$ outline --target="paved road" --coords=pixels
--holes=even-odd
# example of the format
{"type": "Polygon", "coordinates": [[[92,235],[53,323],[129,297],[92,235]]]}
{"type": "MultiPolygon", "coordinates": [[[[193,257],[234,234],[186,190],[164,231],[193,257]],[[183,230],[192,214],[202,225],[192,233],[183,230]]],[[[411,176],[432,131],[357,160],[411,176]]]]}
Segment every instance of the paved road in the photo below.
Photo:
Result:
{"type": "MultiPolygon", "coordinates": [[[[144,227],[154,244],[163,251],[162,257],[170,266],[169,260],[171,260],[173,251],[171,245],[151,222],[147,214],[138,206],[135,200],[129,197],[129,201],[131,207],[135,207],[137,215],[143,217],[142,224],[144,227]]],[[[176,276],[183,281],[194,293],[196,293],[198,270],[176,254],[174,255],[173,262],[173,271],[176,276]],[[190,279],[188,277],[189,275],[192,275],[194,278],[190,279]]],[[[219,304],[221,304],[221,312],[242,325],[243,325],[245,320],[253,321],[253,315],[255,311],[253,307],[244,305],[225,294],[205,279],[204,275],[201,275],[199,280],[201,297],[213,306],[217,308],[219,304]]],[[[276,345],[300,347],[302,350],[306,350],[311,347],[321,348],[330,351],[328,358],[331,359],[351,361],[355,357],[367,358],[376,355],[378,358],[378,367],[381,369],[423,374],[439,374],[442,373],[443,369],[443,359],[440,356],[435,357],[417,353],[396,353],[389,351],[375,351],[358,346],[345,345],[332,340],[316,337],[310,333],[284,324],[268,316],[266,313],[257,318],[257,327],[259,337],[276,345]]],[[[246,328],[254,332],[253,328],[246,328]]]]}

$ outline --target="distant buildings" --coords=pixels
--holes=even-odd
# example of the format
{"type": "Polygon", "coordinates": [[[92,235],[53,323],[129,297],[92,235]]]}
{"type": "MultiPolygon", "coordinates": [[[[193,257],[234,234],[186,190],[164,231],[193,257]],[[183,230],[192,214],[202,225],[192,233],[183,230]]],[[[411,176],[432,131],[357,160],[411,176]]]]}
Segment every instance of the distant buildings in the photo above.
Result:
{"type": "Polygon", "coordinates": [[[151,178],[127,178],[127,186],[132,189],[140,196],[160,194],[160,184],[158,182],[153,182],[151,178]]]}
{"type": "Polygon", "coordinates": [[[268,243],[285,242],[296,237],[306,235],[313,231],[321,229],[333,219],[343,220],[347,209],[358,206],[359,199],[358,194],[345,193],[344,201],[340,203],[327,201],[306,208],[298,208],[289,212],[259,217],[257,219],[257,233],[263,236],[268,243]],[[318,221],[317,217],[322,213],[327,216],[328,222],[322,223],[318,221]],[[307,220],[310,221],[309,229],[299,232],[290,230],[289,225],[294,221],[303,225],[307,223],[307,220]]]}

**PROBLEM**
Reproduce all of the records exactly.

**FINAL ANSWER**
$ outline --target="paved road" --coords=pixels
--holes=even-odd
# example of the format
{"type": "Polygon", "coordinates": [[[92,235],[53,323],[129,297],[92,235]]]}
{"type": "MultiPolygon", "coordinates": [[[[193,257],[234,234],[186,190],[164,231],[193,257]],[[183,230],[192,214],[202,225],[192,233],[183,230]]],[[[411,176],[432,131],[357,160],[411,176]]]]}
Segment every instance of the paved road in the photo below.
Photo:
Result:
{"type": "MultiPolygon", "coordinates": [[[[144,227],[154,244],[163,251],[162,257],[170,266],[169,260],[171,260],[173,251],[171,245],[151,222],[147,214],[138,206],[135,200],[129,197],[129,201],[131,207],[135,207],[137,215],[143,217],[142,224],[144,227]]],[[[176,276],[183,281],[194,293],[196,293],[198,270],[176,254],[174,255],[173,262],[173,271],[176,276]],[[190,279],[188,277],[189,275],[192,275],[194,278],[190,279]]],[[[219,304],[221,304],[221,312],[242,325],[243,325],[245,320],[253,321],[253,315],[255,311],[253,307],[244,305],[225,294],[205,279],[204,275],[201,275],[199,280],[201,297],[213,306],[217,308],[219,304]]],[[[276,345],[300,347],[302,350],[306,350],[311,347],[321,348],[330,351],[328,358],[331,359],[351,361],[355,357],[367,358],[376,355],[378,358],[378,367],[381,369],[423,374],[439,374],[442,373],[443,369],[443,359],[440,356],[435,357],[417,353],[396,353],[389,351],[375,351],[358,346],[345,345],[332,340],[316,337],[310,333],[284,324],[268,316],[266,313],[257,318],[257,327],[259,337],[276,345]]],[[[246,328],[254,332],[253,328],[246,328]]]]}

$ outline --target="distant buildings" --coords=pixels
--holes=even-odd
# example of the format
{"type": "Polygon", "coordinates": [[[92,235],[53,323],[129,297],[92,235]]]}
{"type": "MultiPolygon", "coordinates": [[[[193,257],[234,234],[186,190],[164,231],[193,257]],[[183,230],[192,214],[202,225],[192,233],[183,230]]],[[[411,176],[432,131],[357,160],[411,176]]]]}
Segment every instance of the distant buildings in the photo above.
Result:
{"type": "Polygon", "coordinates": [[[151,178],[127,178],[127,186],[132,189],[140,196],[160,194],[160,184],[158,182],[153,182],[151,178]]]}
{"type": "Polygon", "coordinates": [[[268,243],[285,242],[296,237],[306,235],[313,231],[321,229],[333,219],[343,220],[347,209],[358,206],[359,199],[358,194],[345,193],[344,201],[340,203],[327,201],[306,208],[298,208],[289,212],[259,217],[257,219],[257,233],[263,236],[268,243]],[[318,221],[317,217],[322,213],[327,216],[328,222],[322,223],[318,221]],[[307,220],[310,221],[309,229],[299,232],[290,230],[289,225],[294,221],[303,225],[307,223],[307,220]]]}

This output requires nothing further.